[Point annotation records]
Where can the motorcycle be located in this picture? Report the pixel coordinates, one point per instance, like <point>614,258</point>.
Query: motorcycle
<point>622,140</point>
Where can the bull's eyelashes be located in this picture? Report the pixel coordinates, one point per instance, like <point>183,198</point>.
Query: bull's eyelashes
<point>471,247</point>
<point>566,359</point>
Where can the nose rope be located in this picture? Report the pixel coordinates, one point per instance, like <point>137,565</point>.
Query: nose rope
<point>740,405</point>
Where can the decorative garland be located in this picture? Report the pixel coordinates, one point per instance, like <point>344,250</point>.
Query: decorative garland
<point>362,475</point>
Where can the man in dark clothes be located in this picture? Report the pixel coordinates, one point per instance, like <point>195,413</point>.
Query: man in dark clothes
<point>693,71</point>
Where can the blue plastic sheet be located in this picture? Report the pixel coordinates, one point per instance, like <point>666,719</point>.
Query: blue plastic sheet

## Task goal
Rewrite all of the items above, changing every "pixel coordinates" to "image coordinates" and leaving everything else as it is.

## Solution to this exercise
Where can the motorcycle be located in this picture? Report the image coordinates, one point per instance, like <point>614,258</point>.
Query: motorcycle
<point>622,140</point>
Where can the bull's eyelashes be located in this picture? Report the image coordinates, one point per instance, like <point>183,198</point>.
Query: bull's eyelashes
<point>471,247</point>
<point>566,359</point>
Where can the nose rope be located in this picture? Report the image coordinates, one point per instance, like <point>137,565</point>.
Query: nose rope
<point>740,405</point>
Where can the decorative garland be located in this picture? Report the image coordinates, one point per instance, like <point>344,250</point>.
Query: decorative garland
<point>362,475</point>
Where can the man in dark clothes be located in this picture? Report the image coordinates, one point per instance, like <point>195,413</point>.
Query: man in dark clothes
<point>693,71</point>
Where can the blue plastic sheet be located in this picture? Report the image coordinates, one point per instance, like <point>666,719</point>.
Query: blue plastic sheet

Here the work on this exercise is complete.